* [Exercise aim]: Please count the lines in the material below that contain the string "bridge", treating uppercase and lowercase as different, and reply with only that number.

* [Input]:
--

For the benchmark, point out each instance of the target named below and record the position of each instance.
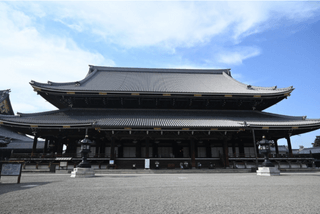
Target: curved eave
(238, 126)
(281, 92)
(45, 126)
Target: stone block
(82, 173)
(268, 171)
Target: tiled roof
(5, 104)
(158, 118)
(4, 94)
(184, 81)
(4, 132)
(313, 150)
(18, 144)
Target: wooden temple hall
(166, 115)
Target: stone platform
(82, 173)
(268, 171)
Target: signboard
(12, 169)
(63, 163)
(147, 163)
(9, 169)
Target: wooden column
(276, 146)
(120, 150)
(45, 148)
(208, 150)
(59, 146)
(34, 146)
(147, 147)
(225, 152)
(289, 146)
(233, 149)
(241, 148)
(112, 156)
(102, 149)
(138, 149)
(192, 154)
(155, 150)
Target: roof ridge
(162, 70)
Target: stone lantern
(267, 169)
(86, 144)
(84, 170)
(264, 148)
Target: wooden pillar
(147, 147)
(34, 146)
(225, 152)
(289, 146)
(45, 147)
(241, 148)
(233, 149)
(138, 149)
(120, 150)
(102, 149)
(208, 150)
(59, 146)
(112, 156)
(192, 154)
(276, 146)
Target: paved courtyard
(161, 193)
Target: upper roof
(138, 118)
(157, 81)
(5, 104)
(6, 133)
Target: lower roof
(6, 133)
(137, 118)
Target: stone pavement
(161, 193)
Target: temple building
(165, 115)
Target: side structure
(166, 115)
(19, 143)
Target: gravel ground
(161, 193)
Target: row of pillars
(192, 149)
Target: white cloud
(25, 54)
(237, 56)
(177, 24)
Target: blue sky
(264, 44)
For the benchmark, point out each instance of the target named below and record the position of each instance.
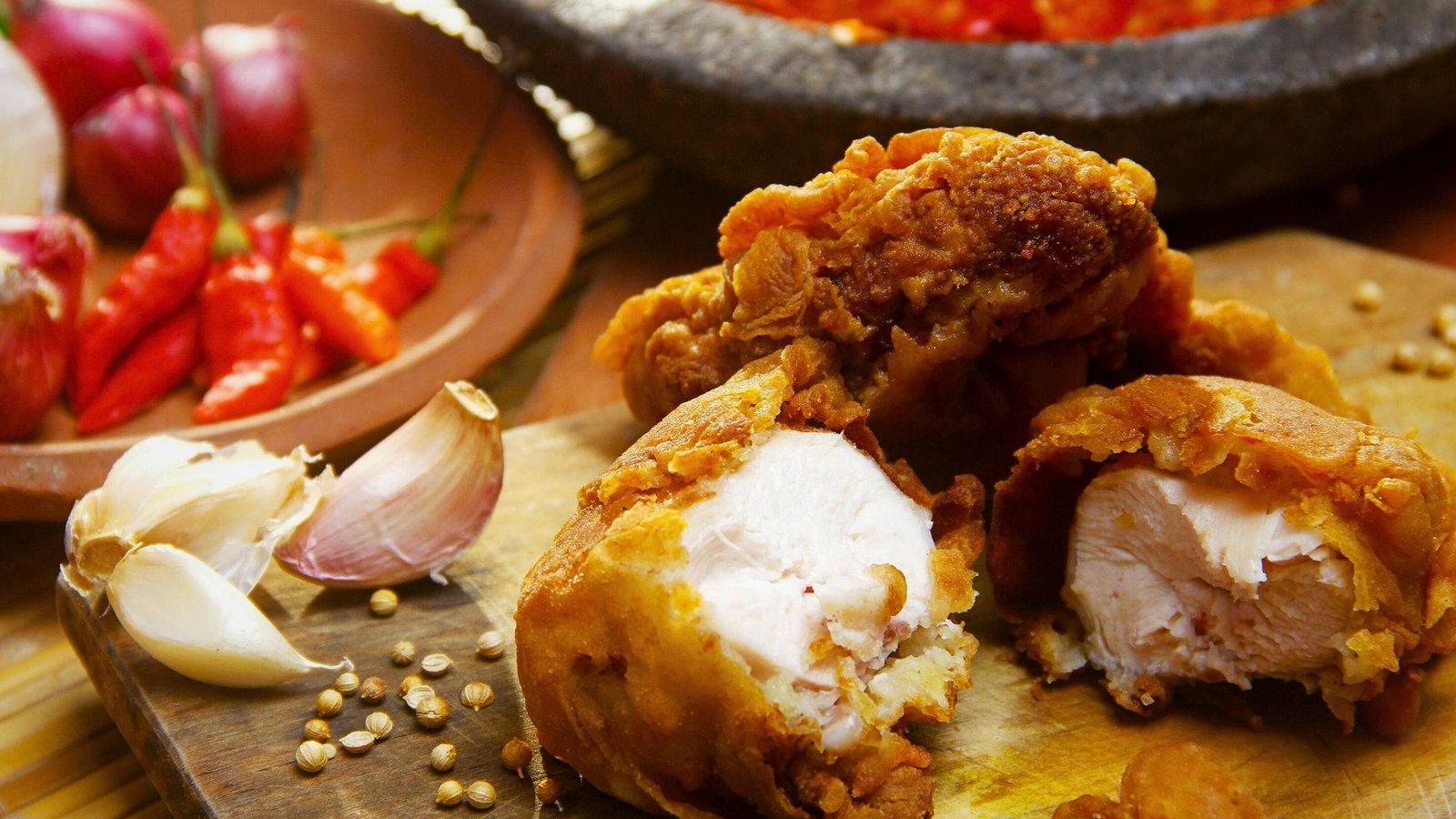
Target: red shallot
(257, 85)
(124, 164)
(86, 50)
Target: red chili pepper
(43, 261)
(157, 363)
(322, 292)
(149, 288)
(271, 235)
(249, 334)
(398, 276)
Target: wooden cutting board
(1014, 749)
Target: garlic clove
(196, 622)
(228, 506)
(412, 503)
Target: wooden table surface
(58, 751)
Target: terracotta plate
(397, 106)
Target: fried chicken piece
(1183, 530)
(1177, 780)
(967, 278)
(750, 605)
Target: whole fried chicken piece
(1176, 780)
(914, 258)
(750, 605)
(1205, 530)
(967, 278)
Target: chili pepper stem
(431, 241)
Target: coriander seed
(379, 724)
(491, 646)
(477, 695)
(548, 790)
(383, 602)
(309, 756)
(443, 756)
(480, 794)
(347, 683)
(1369, 296)
(1407, 356)
(357, 742)
(433, 713)
(317, 729)
(329, 703)
(436, 665)
(373, 690)
(410, 682)
(516, 755)
(449, 793)
(404, 653)
(417, 695)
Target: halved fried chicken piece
(967, 278)
(750, 605)
(1179, 530)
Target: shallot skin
(86, 50)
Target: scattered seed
(404, 653)
(548, 790)
(347, 683)
(449, 793)
(491, 646)
(379, 724)
(436, 665)
(329, 703)
(480, 794)
(433, 713)
(383, 602)
(516, 755)
(310, 756)
(1441, 363)
(1407, 356)
(410, 682)
(443, 756)
(477, 695)
(373, 690)
(419, 695)
(1369, 296)
(318, 731)
(357, 742)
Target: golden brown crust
(912, 258)
(625, 685)
(1380, 501)
(1177, 780)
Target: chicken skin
(966, 278)
(1179, 530)
(750, 605)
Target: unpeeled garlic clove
(410, 506)
(229, 506)
(196, 622)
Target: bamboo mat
(60, 753)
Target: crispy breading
(625, 683)
(967, 278)
(1176, 780)
(1380, 500)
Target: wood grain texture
(1014, 749)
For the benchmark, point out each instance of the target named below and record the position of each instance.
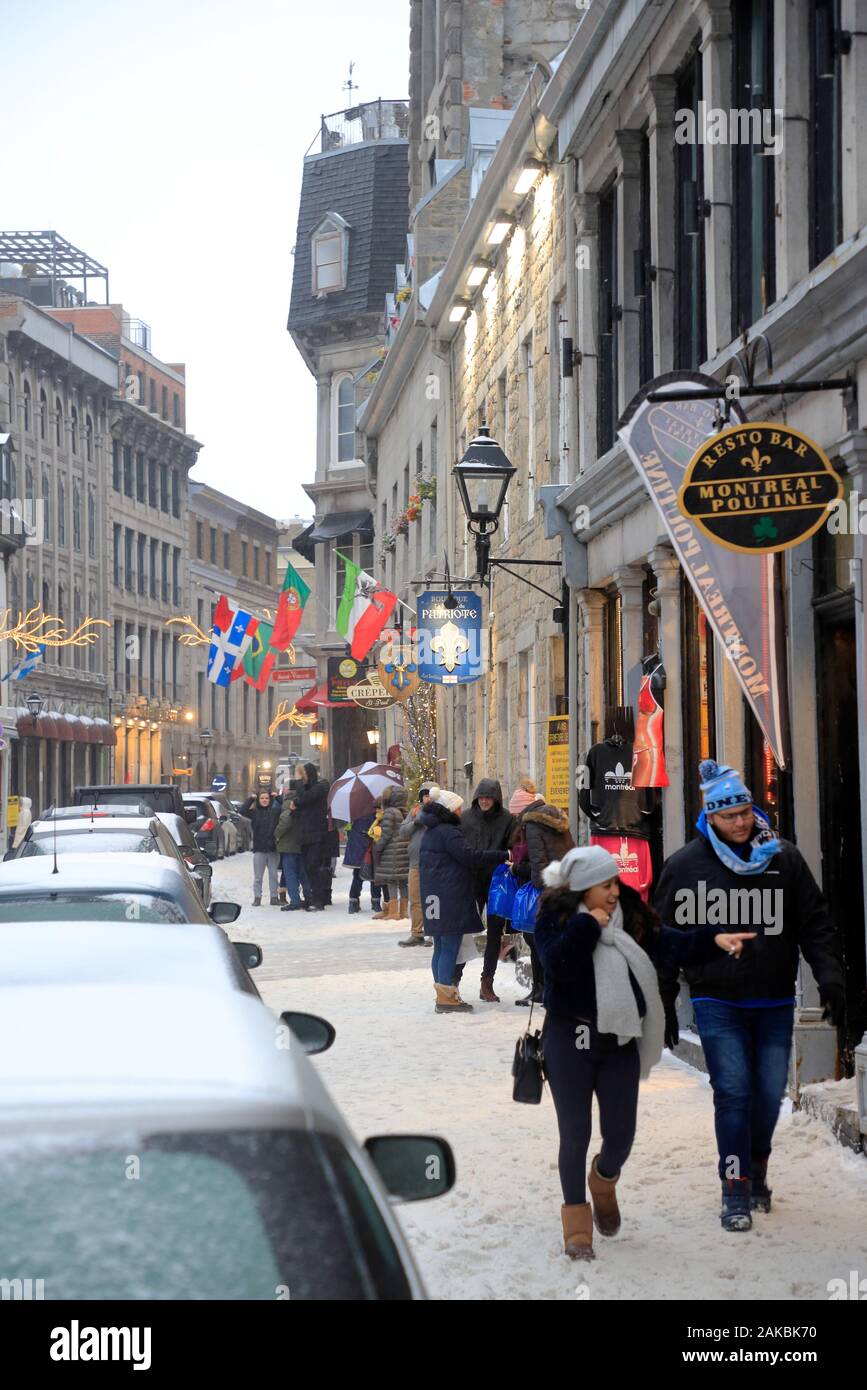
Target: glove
(834, 1004)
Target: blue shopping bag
(502, 893)
(524, 909)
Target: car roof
(111, 872)
(163, 1050)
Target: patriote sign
(759, 488)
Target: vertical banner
(739, 594)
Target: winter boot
(735, 1214)
(449, 1001)
(606, 1212)
(578, 1230)
(760, 1194)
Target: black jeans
(580, 1062)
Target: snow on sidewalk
(398, 1066)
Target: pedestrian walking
(392, 854)
(542, 836)
(488, 826)
(745, 1009)
(448, 873)
(289, 849)
(264, 815)
(310, 798)
(413, 831)
(605, 1022)
(357, 844)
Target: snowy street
(398, 1066)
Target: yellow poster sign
(556, 762)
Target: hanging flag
(231, 637)
(259, 660)
(27, 665)
(291, 605)
(364, 609)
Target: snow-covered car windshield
(89, 906)
(249, 1215)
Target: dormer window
(329, 255)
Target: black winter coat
(448, 869)
(769, 965)
(311, 802)
(566, 940)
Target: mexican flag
(289, 609)
(364, 609)
(259, 660)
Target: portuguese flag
(259, 660)
(289, 609)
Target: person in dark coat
(448, 870)
(488, 826)
(541, 837)
(264, 813)
(310, 798)
(605, 1020)
(357, 844)
(737, 872)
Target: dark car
(157, 795)
(204, 823)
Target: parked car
(157, 795)
(254, 1187)
(204, 823)
(195, 858)
(96, 833)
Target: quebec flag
(229, 640)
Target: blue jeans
(445, 957)
(748, 1059)
(296, 879)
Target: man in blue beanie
(737, 873)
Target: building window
(329, 255)
(345, 420)
(826, 164)
(607, 320)
(752, 173)
(689, 313)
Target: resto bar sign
(759, 487)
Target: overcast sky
(167, 141)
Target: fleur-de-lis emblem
(450, 644)
(756, 460)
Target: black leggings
(577, 1072)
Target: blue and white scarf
(763, 845)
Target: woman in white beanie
(600, 947)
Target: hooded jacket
(392, 849)
(448, 873)
(311, 801)
(486, 829)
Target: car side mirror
(314, 1034)
(249, 954)
(413, 1166)
(224, 912)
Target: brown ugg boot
(578, 1230)
(606, 1212)
(449, 1001)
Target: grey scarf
(614, 958)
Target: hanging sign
(449, 640)
(342, 673)
(739, 594)
(759, 487)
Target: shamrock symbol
(764, 530)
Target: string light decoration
(38, 628)
(286, 713)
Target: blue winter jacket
(448, 868)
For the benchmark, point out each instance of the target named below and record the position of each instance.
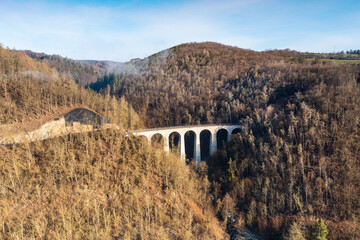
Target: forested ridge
(299, 158)
(96, 185)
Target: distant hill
(299, 158)
(93, 185)
(32, 92)
(82, 71)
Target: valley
(289, 156)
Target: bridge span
(211, 130)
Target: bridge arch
(175, 142)
(222, 137)
(196, 141)
(205, 144)
(190, 138)
(235, 131)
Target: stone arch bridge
(206, 132)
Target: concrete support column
(182, 146)
(166, 143)
(197, 147)
(213, 143)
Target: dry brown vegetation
(101, 186)
(299, 157)
(31, 93)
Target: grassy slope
(101, 186)
(32, 93)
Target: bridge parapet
(165, 132)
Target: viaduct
(211, 133)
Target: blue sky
(122, 30)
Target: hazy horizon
(123, 30)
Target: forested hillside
(298, 161)
(96, 185)
(101, 186)
(82, 72)
(31, 90)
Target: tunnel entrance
(157, 141)
(174, 143)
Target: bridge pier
(166, 143)
(197, 129)
(213, 143)
(197, 149)
(182, 146)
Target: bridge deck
(188, 126)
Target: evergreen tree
(319, 231)
(295, 232)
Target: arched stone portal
(143, 139)
(157, 141)
(205, 144)
(236, 131)
(189, 144)
(174, 142)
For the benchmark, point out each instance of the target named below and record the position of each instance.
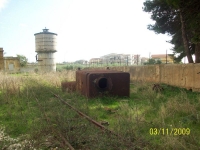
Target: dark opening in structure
(102, 83)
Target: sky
(86, 28)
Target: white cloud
(3, 4)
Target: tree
(178, 18)
(23, 60)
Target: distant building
(127, 59)
(163, 58)
(95, 61)
(9, 64)
(144, 60)
(81, 61)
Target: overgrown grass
(34, 118)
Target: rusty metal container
(92, 83)
(68, 86)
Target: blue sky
(86, 28)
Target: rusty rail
(93, 121)
(84, 115)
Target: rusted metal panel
(92, 83)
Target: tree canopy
(180, 19)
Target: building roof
(45, 31)
(159, 56)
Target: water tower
(45, 47)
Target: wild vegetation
(31, 117)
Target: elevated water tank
(45, 47)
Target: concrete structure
(180, 75)
(1, 59)
(45, 47)
(95, 61)
(9, 64)
(144, 60)
(163, 58)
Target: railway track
(82, 124)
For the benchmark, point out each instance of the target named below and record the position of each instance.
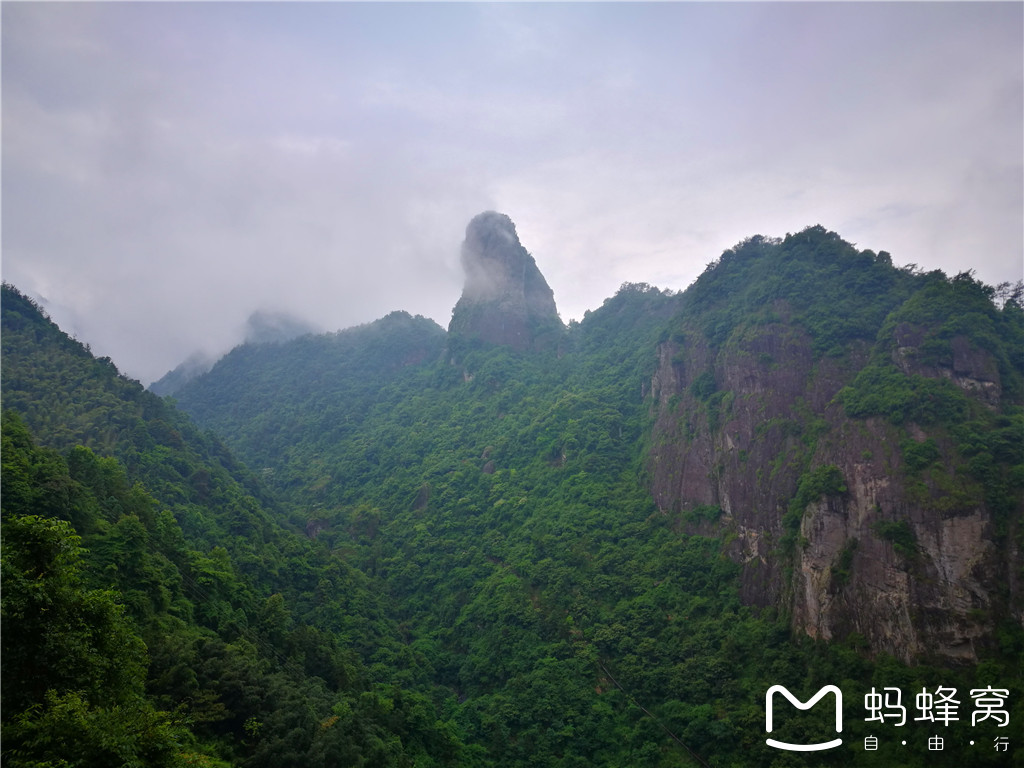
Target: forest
(398, 546)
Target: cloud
(170, 168)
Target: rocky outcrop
(906, 562)
(505, 300)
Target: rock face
(505, 299)
(912, 567)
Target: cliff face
(505, 300)
(871, 525)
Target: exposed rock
(742, 444)
(505, 299)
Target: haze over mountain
(517, 543)
(169, 168)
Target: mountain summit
(505, 300)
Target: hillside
(600, 549)
(157, 610)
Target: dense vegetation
(448, 554)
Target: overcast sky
(170, 168)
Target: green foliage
(883, 390)
(451, 556)
(821, 481)
(899, 534)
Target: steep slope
(505, 505)
(858, 427)
(505, 300)
(188, 625)
(266, 400)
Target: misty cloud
(170, 168)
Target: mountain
(506, 299)
(598, 544)
(157, 607)
(858, 425)
(262, 328)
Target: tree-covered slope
(157, 610)
(503, 502)
(859, 430)
(550, 545)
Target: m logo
(801, 706)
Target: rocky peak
(505, 299)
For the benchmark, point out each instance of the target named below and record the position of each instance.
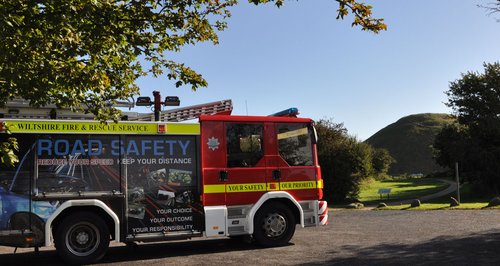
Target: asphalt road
(448, 237)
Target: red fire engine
(81, 184)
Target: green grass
(440, 206)
(471, 196)
(400, 189)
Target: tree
(381, 161)
(345, 162)
(475, 142)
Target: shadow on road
(143, 251)
(476, 249)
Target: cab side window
(244, 144)
(295, 144)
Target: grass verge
(401, 189)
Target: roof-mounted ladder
(224, 107)
(20, 109)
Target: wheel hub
(82, 238)
(274, 225)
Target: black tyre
(274, 225)
(82, 238)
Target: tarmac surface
(353, 237)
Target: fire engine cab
(80, 184)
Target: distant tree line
(474, 141)
(346, 162)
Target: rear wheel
(274, 225)
(82, 238)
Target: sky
(299, 55)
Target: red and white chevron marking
(323, 212)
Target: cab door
(233, 162)
(296, 169)
(245, 163)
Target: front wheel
(274, 225)
(82, 238)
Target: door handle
(276, 175)
(223, 176)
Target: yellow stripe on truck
(256, 187)
(298, 185)
(70, 127)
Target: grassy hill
(409, 141)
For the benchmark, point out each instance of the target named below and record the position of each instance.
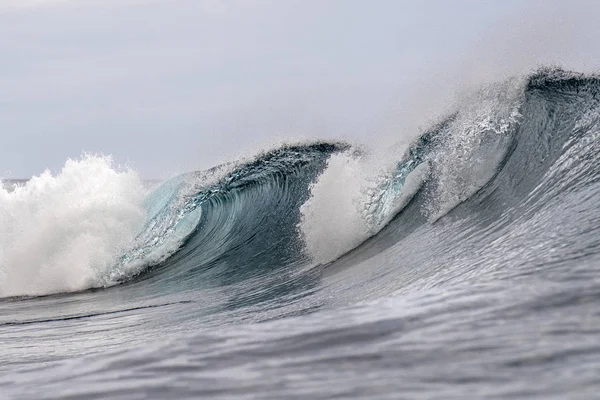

--

* [Solution]: 6